→ TASK OBJECTIVE
Give back exactly the lines running from the line with "of the distant" to the end of the entries, and only those lines.

+++

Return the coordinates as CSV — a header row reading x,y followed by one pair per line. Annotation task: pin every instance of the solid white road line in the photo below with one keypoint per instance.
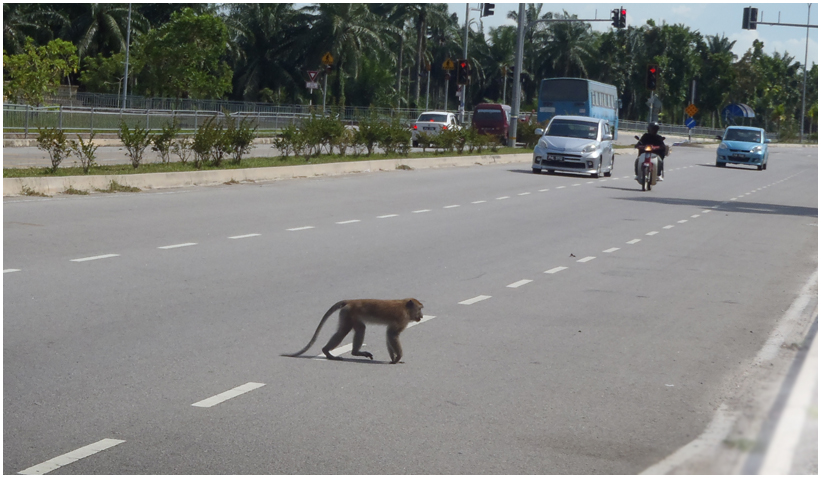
x,y
474,300
71,457
234,392
178,245
94,258
243,236
519,283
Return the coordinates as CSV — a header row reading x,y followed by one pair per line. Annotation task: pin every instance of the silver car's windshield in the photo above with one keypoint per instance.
x,y
743,135
573,129
433,118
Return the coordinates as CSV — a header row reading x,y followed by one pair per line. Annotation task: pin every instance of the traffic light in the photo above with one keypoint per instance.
x,y
750,20
652,76
462,72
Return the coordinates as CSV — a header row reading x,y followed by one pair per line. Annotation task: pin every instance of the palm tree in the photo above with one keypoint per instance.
x,y
265,36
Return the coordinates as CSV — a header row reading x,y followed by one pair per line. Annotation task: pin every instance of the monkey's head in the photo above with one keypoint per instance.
x,y
415,309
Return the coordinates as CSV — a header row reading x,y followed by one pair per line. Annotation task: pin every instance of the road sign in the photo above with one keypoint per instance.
x,y
691,110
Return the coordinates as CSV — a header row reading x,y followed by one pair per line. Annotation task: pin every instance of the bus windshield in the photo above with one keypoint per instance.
x,y
573,129
564,90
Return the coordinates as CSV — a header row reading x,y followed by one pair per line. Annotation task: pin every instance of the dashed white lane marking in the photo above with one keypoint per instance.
x,y
244,236
474,300
174,246
234,392
71,457
519,283
94,258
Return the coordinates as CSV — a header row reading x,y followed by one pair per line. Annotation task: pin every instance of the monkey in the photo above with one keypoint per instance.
x,y
354,314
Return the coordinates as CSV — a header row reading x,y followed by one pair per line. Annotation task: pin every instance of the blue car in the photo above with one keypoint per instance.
x,y
743,145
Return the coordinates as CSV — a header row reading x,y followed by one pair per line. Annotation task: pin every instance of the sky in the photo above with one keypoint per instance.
x,y
707,18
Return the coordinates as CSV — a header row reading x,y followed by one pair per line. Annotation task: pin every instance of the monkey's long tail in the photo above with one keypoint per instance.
x,y
330,312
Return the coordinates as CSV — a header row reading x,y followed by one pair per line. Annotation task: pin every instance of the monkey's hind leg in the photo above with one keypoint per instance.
x,y
344,327
358,338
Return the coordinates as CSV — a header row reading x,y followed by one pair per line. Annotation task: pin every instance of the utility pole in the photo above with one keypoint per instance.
x,y
517,83
127,45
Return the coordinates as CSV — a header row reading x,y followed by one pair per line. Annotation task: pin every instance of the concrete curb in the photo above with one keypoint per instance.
x,y
56,185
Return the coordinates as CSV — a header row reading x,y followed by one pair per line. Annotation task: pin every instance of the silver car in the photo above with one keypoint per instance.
x,y
575,144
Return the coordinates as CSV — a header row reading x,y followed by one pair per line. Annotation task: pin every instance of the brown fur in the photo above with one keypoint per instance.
x,y
354,314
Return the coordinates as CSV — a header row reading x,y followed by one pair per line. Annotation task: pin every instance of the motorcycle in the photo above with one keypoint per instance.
x,y
648,164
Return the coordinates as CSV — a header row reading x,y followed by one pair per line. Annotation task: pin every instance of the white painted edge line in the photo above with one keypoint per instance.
x,y
71,457
474,300
716,430
781,450
243,236
94,258
234,392
519,283
174,246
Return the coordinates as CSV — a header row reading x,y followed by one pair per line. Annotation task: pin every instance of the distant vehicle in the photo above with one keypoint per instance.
x,y
743,145
578,96
575,144
493,119
432,123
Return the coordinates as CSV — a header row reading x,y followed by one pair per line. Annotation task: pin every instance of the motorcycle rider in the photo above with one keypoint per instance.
x,y
651,137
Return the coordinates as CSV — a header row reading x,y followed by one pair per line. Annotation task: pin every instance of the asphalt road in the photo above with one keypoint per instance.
x,y
123,311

+++

→ TASK OUTPUT
Return the coordinates as CSV — a header row reading x,y followed by one pair per line. Annotation task: pin every instance of the distant vehicle in the photo above with one keypoint per instance.
x,y
743,145
578,96
575,144
493,119
432,123
Return the coordinates as CSV — a header row reading x,y followed by one pair per line. Annotation task: pin every instance of the motorcycle rider in the photo above with one keypoint per instance.
x,y
651,137
Return the coordinates as CSV — a header row reading x,y followed by one pair per line. Annotation task: pin every instance of the asphalt road in the photo above with one keypoint per instance.
x,y
123,311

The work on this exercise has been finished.